Dataset excerpt

* BEGIN *

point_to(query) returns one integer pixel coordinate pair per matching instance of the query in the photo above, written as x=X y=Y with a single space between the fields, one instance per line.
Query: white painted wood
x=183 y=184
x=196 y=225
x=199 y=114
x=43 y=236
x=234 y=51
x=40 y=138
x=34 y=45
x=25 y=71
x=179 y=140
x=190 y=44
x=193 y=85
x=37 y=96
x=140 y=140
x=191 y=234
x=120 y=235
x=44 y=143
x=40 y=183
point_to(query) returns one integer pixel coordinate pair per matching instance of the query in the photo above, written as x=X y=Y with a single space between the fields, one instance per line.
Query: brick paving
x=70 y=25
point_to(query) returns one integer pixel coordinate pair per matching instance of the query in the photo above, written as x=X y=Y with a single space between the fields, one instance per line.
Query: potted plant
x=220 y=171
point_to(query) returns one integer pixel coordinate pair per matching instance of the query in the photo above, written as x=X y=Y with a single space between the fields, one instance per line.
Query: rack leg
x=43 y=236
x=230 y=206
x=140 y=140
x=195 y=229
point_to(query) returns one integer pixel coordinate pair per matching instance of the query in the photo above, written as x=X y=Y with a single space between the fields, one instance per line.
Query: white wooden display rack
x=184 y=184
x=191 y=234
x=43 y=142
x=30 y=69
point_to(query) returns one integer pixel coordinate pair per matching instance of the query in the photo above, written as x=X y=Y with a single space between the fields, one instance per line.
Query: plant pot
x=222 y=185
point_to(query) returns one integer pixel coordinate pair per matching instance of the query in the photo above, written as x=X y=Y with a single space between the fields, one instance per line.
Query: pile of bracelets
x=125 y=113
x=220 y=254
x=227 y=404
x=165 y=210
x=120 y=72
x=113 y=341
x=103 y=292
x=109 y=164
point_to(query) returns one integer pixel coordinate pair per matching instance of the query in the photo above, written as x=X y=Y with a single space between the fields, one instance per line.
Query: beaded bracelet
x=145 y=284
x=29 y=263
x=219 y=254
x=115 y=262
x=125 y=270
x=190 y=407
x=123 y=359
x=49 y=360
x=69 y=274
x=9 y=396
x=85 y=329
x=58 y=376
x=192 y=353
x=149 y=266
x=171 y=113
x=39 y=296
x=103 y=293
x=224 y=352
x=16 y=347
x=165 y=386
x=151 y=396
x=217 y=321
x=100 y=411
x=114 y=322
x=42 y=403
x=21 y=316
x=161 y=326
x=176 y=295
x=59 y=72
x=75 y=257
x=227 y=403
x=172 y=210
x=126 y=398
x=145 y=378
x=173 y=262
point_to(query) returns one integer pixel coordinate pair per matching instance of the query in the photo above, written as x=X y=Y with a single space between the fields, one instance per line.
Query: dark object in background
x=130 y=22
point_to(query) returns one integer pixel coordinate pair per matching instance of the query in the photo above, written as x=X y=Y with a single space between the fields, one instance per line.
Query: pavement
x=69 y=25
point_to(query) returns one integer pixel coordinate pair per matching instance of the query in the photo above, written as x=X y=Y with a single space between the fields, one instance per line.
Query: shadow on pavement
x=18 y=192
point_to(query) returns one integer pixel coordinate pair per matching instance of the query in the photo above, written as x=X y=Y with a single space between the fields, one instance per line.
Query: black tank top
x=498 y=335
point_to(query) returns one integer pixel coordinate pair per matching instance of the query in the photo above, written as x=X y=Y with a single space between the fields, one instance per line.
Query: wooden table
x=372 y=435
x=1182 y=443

* END *
* BEGIN *

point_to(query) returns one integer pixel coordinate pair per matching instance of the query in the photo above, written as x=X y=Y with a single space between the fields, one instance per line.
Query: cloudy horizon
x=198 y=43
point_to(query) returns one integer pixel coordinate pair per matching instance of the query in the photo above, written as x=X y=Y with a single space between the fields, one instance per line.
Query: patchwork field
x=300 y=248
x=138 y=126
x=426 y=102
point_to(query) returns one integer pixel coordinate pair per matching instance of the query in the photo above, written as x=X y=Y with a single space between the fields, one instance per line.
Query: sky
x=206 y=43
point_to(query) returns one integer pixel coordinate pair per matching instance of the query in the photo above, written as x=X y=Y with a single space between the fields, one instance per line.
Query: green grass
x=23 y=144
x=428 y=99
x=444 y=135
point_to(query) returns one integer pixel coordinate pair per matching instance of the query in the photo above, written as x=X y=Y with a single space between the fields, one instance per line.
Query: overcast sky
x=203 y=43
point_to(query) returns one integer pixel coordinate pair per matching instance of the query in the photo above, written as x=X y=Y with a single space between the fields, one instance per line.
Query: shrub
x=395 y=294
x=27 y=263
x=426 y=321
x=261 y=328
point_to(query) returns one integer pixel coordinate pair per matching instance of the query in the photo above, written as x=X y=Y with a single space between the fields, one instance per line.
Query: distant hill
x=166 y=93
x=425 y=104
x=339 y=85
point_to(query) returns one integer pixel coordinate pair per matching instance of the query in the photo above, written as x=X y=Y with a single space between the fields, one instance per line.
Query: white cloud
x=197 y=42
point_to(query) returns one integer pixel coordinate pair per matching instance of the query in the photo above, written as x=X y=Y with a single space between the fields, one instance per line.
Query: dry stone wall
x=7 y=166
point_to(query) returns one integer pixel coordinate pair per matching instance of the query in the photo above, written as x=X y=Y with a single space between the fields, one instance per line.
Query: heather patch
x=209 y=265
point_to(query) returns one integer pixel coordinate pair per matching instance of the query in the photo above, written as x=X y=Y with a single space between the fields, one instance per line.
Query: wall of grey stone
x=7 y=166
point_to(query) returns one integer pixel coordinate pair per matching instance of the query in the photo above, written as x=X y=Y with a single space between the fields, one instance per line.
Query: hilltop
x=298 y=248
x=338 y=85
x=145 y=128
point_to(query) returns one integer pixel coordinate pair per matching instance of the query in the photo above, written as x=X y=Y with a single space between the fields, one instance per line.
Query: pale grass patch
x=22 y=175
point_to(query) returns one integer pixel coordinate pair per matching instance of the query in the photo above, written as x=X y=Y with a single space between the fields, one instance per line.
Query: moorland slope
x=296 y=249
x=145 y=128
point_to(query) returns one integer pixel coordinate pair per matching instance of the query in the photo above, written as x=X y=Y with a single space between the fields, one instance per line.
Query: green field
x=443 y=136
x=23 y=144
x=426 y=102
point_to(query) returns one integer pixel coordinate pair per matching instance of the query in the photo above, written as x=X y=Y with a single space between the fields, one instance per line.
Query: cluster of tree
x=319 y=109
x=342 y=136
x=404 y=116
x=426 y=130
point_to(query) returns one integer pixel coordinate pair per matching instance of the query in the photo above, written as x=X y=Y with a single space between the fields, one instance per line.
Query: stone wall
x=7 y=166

* END *
* BEGIN *

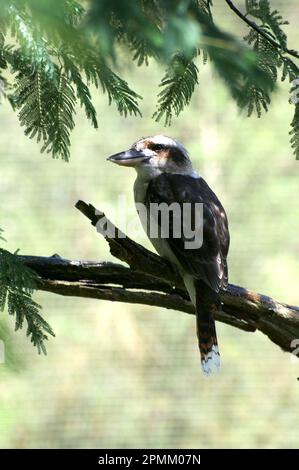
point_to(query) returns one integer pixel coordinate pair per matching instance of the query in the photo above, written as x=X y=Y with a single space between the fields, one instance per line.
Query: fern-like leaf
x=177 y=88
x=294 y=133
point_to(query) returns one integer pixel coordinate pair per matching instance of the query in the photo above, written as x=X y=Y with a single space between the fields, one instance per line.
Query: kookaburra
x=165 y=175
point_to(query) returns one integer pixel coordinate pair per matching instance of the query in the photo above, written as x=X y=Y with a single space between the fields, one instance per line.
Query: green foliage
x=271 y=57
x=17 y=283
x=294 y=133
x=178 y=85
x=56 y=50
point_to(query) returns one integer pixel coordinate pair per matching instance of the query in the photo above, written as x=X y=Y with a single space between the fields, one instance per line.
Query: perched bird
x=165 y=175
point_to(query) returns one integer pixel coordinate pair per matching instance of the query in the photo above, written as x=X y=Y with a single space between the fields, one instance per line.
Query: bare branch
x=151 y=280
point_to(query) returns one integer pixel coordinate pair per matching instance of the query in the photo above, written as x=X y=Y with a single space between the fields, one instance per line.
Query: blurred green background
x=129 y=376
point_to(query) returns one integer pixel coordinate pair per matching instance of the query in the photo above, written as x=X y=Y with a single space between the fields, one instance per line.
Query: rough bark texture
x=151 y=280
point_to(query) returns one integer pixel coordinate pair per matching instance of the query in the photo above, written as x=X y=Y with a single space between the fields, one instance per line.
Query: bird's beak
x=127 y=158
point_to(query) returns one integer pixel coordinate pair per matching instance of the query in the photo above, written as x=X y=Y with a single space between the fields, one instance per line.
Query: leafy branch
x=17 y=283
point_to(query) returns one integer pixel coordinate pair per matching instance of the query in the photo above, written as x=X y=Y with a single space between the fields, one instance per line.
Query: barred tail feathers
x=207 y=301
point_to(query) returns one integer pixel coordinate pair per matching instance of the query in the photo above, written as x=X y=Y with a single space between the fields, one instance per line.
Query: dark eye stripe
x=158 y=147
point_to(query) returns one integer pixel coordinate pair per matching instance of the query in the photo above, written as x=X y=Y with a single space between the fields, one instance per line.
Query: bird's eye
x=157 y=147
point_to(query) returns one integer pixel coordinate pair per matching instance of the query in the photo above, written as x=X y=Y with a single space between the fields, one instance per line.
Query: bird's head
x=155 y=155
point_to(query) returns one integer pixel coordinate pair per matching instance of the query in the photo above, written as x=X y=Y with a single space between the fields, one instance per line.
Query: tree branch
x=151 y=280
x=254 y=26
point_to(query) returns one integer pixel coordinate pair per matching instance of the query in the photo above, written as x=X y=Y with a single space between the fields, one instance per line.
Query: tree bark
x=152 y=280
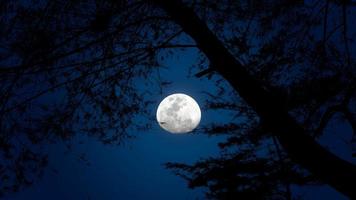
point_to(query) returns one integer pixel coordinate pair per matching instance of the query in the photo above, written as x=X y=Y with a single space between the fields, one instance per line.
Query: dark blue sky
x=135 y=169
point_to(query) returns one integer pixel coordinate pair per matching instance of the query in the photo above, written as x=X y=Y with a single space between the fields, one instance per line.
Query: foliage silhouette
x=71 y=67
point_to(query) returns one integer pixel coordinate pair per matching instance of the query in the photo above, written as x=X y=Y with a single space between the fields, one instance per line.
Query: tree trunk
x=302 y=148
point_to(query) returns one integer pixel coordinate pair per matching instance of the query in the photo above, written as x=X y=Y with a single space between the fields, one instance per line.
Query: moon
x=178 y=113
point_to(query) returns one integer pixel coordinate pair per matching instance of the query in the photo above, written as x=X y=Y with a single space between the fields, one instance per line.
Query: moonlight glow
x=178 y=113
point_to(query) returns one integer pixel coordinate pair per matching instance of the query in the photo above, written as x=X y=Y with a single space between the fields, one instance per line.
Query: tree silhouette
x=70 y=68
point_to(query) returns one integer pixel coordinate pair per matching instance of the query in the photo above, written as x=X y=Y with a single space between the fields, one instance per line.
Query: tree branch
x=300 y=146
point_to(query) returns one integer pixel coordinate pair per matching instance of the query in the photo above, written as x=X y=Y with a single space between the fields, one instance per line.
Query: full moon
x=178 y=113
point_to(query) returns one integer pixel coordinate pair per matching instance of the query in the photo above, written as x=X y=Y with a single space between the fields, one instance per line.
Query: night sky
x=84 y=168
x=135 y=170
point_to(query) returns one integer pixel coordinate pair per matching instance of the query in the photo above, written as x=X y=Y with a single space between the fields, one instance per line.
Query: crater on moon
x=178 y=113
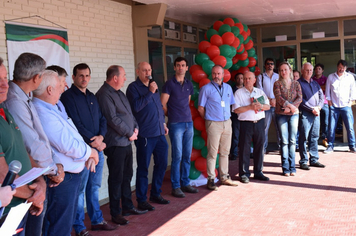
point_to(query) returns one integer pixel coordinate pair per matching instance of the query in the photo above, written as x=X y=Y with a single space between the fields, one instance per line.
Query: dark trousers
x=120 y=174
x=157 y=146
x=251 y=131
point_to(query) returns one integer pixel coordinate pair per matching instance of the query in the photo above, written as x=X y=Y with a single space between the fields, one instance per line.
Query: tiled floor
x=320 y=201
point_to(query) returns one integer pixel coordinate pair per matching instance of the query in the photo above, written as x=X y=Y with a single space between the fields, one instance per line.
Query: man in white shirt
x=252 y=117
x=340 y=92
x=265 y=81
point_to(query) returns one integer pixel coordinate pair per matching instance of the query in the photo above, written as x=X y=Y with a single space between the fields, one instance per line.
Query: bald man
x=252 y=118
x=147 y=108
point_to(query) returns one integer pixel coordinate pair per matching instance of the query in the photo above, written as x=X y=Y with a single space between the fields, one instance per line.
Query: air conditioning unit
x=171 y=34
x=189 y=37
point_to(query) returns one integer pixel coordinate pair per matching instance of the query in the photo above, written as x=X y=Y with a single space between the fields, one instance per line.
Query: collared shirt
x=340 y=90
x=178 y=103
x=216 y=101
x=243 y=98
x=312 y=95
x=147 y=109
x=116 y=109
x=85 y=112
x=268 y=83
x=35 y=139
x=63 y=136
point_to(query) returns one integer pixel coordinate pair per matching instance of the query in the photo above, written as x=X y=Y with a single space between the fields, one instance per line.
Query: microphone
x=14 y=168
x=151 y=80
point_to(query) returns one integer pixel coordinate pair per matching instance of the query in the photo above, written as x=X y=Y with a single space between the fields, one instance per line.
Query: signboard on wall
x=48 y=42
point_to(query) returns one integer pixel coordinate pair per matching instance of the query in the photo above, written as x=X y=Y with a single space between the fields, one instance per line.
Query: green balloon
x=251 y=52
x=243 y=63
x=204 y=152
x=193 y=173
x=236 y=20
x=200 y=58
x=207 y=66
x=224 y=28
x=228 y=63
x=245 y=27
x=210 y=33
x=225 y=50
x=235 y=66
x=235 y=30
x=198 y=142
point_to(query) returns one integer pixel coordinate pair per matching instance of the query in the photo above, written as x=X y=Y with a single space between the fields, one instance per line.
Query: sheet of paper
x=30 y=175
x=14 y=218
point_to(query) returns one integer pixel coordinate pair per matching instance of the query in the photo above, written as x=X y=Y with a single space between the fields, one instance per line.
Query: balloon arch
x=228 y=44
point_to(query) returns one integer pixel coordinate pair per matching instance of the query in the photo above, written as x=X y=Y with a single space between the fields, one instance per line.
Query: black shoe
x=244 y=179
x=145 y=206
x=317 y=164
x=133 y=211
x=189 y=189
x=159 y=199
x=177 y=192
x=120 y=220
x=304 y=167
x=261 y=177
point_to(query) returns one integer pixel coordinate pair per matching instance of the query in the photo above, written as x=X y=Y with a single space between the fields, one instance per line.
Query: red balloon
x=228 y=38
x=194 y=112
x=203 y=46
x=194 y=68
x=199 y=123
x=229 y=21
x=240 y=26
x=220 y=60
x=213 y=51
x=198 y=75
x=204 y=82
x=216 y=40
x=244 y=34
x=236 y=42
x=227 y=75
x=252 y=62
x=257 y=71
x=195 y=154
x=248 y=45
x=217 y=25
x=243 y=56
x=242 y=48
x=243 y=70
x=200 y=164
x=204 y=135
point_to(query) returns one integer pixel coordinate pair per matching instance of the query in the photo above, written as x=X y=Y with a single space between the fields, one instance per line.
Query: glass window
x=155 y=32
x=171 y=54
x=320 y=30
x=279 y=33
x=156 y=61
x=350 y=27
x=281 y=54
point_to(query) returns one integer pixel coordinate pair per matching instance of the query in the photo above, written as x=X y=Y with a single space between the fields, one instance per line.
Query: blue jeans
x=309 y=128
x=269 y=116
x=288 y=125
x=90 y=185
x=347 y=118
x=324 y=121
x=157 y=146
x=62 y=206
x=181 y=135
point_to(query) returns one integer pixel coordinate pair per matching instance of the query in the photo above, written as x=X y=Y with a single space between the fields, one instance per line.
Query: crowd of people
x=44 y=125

* END *

**WRITTEN TASK**
Count the lines of the records that contain the string "bark", with case counting. Give only the number.

**EXERCISE ANSWER**
2